▶ **Exercise a**
According to the backup and recovery checklist, how often should a restore test be run in the minimum safe setup?

▶ **Passage shown**
==================================================

Backup and Recovery Checklist

The essential playbook for implementing backup and recovery checklist in your SaaS.

Use this checklist to verify your SaaS can recover from data loss, bad deploys, accidental deletes, server failure, and provider issues. Focus on backups you can actually restore, not just jobs that appear to run.

This page is for MVPs and small production SaaS apps running on a VPS, Docker, or managed cloud services.

Related production checklists:

Quick Fix / Quick Setup

Run a minimum viable backup setup now.

bash
# 1) Create a database backup now
mkdir -p /var/backups/myapp
pg_dump -Fc "$DATABASE_URL" > /var/backups/myapp/db-$(date +%F-%H%M).dump

# 2) Archive uploaded files now
rsync -a /var/www/myapp/media/ /var/backups/myapp/media-$(date +%F-%H%M)/

# 3) Copy env/secrets snapshot securely
cp /opt/myapp/.env /var/backups/myapp/env-$(date +%F-%H%M).bak
chmod 600 /var/backups/myapp/env-*.bak

# 4) Verify backup files exist
ls -lh /var/backups/myapp

# 5) Test restore into a temporary database
createdb myapp_restore_test
pg_restore -d myapp_restore_test /var/backups/myapp/db-$(date +%F-%H%M).dump

# 6) Put backups on a different machine or object storage
# example with aws cli
aws s3 sync /var/backups/myapp s3://YOUR-BACKUP-BUCKET/myapp/

# 7) Add a daily cron job
crontab -e
# 15 2 * * * pg_dump -Fc "$DATABASE_URL" > /var/backups/myapp/db-$(date +\%F-\%H\%M).dump

Minimum safe setup:

  • automated daily database backups
  • off-server storage
  • uploaded file backup
  • env/secrets escrow
  • a restore test at least monthly

If you only do one thing today, do a backup and a restore test.

==================================================

▶ **Material for the task**
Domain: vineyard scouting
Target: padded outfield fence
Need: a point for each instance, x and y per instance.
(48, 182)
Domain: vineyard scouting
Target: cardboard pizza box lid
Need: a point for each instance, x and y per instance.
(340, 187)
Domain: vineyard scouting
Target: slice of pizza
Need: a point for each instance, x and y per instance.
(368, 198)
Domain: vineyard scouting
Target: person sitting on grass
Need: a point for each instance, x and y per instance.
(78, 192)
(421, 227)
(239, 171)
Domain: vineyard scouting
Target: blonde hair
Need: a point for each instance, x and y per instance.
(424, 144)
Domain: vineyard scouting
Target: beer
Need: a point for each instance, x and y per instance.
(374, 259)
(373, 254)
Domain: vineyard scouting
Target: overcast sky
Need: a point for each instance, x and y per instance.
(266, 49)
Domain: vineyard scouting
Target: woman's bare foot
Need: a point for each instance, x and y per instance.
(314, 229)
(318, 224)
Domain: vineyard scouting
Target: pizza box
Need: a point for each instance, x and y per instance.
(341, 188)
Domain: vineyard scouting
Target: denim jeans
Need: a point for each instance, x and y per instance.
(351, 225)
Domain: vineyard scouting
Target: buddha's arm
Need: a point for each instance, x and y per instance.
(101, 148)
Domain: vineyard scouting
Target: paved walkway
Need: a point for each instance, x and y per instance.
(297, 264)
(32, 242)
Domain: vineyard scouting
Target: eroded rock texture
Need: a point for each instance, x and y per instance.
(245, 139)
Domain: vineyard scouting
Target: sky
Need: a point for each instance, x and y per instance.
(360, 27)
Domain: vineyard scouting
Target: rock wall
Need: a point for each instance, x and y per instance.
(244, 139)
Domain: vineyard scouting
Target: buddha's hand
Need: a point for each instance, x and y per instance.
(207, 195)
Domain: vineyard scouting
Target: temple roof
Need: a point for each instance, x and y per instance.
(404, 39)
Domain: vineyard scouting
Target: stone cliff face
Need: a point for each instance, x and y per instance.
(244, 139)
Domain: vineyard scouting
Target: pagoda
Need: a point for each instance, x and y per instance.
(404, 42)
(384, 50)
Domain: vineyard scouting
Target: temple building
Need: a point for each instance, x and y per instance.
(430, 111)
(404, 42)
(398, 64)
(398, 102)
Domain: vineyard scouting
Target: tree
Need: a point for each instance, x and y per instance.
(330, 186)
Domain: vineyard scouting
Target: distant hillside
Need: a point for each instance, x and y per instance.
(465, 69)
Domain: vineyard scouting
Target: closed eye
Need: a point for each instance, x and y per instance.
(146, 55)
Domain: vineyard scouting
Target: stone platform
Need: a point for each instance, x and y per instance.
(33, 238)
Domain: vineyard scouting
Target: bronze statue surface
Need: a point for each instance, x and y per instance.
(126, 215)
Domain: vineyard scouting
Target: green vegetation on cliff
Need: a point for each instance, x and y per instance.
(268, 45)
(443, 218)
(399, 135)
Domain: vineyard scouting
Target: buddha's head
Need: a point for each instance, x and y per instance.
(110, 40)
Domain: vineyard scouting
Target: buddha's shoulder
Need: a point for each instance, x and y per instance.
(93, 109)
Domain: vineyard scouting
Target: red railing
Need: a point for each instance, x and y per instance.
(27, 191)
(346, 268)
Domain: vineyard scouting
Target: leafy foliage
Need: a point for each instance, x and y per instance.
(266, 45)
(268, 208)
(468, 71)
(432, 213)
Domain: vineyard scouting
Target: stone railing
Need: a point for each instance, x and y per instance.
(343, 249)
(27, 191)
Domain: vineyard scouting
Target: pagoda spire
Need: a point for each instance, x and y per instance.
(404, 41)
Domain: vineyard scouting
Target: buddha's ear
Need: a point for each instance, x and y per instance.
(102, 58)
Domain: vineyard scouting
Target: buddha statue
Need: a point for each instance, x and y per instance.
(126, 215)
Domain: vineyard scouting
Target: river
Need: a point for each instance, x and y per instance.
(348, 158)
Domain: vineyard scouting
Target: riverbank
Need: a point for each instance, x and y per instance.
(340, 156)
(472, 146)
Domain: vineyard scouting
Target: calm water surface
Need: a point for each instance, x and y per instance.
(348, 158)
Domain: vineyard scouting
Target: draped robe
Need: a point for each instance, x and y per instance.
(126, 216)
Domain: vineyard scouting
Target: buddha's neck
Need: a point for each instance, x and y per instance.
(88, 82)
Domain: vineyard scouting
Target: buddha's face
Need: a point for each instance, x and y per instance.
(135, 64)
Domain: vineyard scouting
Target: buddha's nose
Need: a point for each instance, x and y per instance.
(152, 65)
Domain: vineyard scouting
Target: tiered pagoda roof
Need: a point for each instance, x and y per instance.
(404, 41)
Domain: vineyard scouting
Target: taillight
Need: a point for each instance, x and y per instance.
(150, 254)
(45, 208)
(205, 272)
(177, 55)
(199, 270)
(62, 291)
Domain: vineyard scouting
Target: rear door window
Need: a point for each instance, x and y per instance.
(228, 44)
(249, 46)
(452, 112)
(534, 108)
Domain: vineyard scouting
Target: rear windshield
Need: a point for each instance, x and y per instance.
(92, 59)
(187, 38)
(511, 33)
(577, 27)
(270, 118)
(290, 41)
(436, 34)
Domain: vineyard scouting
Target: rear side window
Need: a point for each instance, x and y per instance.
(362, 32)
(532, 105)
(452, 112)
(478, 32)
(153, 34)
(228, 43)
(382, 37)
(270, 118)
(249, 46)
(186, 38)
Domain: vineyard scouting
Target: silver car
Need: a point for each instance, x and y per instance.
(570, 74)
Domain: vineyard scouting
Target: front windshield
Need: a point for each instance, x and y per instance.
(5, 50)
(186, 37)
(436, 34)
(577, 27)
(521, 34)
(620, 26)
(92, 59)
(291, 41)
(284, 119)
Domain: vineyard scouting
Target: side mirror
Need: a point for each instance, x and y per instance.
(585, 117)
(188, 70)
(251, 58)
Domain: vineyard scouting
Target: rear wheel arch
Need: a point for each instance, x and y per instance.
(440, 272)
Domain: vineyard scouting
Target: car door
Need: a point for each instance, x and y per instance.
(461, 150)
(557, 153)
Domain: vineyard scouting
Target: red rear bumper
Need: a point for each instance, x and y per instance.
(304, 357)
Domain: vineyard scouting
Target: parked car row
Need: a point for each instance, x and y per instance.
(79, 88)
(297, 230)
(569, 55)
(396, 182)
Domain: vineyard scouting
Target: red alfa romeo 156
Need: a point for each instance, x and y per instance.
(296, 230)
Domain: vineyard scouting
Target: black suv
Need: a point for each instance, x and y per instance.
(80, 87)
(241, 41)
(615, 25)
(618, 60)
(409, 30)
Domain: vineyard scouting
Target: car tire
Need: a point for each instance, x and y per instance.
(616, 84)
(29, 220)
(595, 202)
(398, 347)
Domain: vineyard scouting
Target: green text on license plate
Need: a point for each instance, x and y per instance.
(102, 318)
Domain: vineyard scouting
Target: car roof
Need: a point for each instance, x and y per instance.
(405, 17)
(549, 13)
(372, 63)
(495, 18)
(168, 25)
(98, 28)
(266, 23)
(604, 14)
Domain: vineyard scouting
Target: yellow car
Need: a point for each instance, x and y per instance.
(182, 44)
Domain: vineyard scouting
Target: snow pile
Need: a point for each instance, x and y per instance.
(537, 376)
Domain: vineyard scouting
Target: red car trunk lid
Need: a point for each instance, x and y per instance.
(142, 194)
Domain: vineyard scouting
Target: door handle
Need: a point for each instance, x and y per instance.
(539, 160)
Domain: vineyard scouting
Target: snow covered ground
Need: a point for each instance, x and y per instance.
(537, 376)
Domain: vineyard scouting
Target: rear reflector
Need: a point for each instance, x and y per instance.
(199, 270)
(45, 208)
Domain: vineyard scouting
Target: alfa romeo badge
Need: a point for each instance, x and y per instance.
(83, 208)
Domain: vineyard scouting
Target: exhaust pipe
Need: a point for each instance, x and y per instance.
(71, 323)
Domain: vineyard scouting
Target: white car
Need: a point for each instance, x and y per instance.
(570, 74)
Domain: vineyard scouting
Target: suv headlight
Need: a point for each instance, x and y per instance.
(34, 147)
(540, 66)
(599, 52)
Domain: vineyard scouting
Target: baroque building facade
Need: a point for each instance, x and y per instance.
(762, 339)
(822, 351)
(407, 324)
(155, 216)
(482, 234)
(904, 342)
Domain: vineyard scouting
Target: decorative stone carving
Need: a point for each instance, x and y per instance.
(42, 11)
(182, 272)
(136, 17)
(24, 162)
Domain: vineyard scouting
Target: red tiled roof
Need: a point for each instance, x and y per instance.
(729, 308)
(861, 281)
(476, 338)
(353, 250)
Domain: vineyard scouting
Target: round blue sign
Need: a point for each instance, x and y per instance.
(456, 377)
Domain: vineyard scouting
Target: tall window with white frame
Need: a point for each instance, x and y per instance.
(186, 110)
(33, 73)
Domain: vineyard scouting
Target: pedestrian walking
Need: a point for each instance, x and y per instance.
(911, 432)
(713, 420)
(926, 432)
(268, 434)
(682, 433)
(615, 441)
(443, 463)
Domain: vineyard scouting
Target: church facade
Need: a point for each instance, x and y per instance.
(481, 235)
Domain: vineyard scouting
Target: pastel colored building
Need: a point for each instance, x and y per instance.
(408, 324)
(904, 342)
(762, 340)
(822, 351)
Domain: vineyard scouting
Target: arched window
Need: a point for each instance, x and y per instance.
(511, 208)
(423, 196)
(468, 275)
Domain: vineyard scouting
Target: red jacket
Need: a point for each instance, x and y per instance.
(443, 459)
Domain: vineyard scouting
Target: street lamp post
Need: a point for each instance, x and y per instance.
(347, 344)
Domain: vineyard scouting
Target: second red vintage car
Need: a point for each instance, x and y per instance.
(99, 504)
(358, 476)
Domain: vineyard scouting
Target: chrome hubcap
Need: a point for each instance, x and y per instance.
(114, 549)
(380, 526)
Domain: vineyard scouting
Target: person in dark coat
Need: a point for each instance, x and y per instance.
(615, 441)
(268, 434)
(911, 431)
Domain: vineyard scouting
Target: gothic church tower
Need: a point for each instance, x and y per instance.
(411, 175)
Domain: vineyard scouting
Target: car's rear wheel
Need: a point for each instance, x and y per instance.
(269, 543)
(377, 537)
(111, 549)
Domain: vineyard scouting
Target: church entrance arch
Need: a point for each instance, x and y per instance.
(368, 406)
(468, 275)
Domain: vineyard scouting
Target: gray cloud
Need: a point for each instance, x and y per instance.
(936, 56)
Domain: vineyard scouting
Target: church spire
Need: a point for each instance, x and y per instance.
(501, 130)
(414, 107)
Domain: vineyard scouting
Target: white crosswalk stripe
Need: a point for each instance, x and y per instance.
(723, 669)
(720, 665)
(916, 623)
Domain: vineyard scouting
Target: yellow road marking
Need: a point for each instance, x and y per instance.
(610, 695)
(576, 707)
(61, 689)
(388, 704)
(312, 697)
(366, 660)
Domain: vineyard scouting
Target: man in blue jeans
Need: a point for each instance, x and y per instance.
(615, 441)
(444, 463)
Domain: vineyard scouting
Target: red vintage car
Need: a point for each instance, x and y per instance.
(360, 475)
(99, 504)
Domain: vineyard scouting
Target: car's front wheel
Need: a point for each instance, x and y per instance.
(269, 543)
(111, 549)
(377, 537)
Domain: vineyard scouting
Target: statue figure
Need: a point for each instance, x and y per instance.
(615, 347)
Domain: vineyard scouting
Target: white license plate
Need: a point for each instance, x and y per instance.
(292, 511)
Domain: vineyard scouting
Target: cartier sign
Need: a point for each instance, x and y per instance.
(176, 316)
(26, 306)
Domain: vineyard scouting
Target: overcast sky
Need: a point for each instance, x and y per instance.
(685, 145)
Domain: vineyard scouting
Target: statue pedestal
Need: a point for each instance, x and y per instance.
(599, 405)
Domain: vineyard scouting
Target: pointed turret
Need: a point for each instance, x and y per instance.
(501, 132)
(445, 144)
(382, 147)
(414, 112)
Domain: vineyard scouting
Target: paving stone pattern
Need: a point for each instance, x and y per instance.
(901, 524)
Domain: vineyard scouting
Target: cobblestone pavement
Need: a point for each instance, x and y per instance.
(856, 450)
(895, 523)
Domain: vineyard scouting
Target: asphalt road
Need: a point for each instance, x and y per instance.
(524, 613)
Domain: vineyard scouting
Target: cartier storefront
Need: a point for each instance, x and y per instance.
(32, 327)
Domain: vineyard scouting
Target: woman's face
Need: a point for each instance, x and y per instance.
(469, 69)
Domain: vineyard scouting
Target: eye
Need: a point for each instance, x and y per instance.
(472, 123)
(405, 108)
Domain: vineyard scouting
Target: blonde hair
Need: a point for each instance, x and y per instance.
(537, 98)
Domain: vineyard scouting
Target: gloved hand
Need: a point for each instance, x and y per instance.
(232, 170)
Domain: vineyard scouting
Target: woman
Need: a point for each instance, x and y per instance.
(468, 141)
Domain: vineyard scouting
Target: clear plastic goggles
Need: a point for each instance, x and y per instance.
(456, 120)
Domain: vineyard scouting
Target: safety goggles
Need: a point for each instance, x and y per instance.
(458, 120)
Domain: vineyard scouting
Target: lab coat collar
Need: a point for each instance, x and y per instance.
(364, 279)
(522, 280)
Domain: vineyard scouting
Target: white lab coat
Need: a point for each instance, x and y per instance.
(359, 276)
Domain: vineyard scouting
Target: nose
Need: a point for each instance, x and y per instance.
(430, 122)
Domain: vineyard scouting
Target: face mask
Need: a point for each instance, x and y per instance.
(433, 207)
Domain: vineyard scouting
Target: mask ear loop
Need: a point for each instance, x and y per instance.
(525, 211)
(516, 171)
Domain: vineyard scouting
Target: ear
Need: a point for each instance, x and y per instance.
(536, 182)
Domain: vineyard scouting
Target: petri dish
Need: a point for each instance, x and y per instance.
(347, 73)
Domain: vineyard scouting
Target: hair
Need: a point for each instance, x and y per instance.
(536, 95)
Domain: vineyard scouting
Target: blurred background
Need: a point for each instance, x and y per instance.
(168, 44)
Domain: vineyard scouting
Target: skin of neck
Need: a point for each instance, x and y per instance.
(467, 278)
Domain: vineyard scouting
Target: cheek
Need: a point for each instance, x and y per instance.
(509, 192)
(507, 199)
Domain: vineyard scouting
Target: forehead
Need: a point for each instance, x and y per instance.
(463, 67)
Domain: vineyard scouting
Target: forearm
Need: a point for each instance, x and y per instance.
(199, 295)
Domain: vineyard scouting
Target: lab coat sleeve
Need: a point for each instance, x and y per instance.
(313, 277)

==================================================

▶ **Exercise b**
Find every line in the records that contains the string "cartier" and copy each such line in full. Matching is case-sensitive.

▶ **Full output a**
At least monthly.

▶ **Full output b**
Target: cartier sign
Target: cartier storefront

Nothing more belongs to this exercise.